**Dataset entries**
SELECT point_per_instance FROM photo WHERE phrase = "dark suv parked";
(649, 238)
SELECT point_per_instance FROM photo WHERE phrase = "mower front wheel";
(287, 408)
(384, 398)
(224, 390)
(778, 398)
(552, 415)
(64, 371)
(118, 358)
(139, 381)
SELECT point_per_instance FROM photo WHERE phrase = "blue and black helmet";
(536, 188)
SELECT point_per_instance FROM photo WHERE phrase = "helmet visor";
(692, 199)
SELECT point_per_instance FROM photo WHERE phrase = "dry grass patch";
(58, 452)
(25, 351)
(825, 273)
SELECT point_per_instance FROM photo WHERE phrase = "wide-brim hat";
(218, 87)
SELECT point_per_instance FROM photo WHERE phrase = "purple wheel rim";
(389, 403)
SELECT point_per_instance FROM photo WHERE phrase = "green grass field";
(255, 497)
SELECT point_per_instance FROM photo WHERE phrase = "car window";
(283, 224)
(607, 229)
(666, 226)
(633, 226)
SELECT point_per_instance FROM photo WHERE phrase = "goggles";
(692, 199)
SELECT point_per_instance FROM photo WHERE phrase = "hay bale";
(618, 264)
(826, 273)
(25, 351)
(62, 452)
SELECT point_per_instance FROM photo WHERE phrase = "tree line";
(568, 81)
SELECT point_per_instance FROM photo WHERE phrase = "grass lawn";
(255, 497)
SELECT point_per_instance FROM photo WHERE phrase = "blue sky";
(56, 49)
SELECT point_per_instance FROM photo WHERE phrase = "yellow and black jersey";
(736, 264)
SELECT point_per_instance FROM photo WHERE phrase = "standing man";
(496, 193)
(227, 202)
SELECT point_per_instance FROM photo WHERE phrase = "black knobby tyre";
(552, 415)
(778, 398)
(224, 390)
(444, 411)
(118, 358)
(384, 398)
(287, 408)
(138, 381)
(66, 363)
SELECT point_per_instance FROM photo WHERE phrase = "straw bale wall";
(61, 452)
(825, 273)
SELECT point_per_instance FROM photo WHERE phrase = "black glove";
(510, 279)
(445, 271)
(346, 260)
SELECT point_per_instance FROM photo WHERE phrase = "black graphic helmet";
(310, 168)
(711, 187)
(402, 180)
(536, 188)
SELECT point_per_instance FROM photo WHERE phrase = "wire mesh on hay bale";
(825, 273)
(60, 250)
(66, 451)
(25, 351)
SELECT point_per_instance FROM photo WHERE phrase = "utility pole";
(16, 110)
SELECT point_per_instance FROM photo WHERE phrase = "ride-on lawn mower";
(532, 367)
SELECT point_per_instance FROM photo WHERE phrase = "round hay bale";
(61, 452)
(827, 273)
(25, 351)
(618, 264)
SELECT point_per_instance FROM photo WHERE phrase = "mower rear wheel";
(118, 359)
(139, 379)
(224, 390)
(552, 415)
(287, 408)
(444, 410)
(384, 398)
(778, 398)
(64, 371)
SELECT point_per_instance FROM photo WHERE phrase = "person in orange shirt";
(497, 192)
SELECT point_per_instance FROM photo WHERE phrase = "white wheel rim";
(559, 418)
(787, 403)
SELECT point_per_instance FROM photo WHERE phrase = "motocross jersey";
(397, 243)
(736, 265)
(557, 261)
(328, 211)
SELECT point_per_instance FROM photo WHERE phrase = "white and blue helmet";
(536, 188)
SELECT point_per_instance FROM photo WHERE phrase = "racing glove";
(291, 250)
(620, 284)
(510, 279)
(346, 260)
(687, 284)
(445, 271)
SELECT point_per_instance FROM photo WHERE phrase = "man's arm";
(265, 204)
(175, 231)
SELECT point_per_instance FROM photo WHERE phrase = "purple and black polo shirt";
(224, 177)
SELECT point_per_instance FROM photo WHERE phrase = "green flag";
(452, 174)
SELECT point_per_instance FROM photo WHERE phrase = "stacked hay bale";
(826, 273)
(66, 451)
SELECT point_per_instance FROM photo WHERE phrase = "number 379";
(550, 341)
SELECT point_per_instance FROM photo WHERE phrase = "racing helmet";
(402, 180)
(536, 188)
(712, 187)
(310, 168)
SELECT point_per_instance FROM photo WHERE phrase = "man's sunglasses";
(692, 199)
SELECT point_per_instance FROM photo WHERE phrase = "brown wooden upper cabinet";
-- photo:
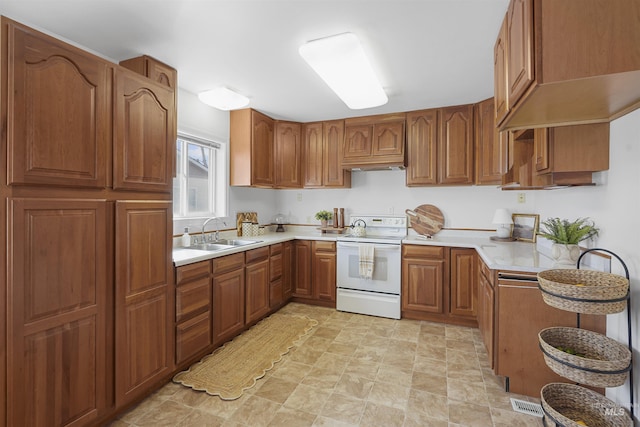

**Exercise directions**
List every line of the records above that contains the string "blue". Case counts, so only matches with the same capitalization qualify.

**Output of the task**
SELECT point_per_instance FROM photo WHERE phrase = "blue and black helmet";
SELECT point_per_instance FROM photo WHERE phrase = "blue sky";
SELECT point_per_instance FROM photo WHERE phrase = "white and blue helmet";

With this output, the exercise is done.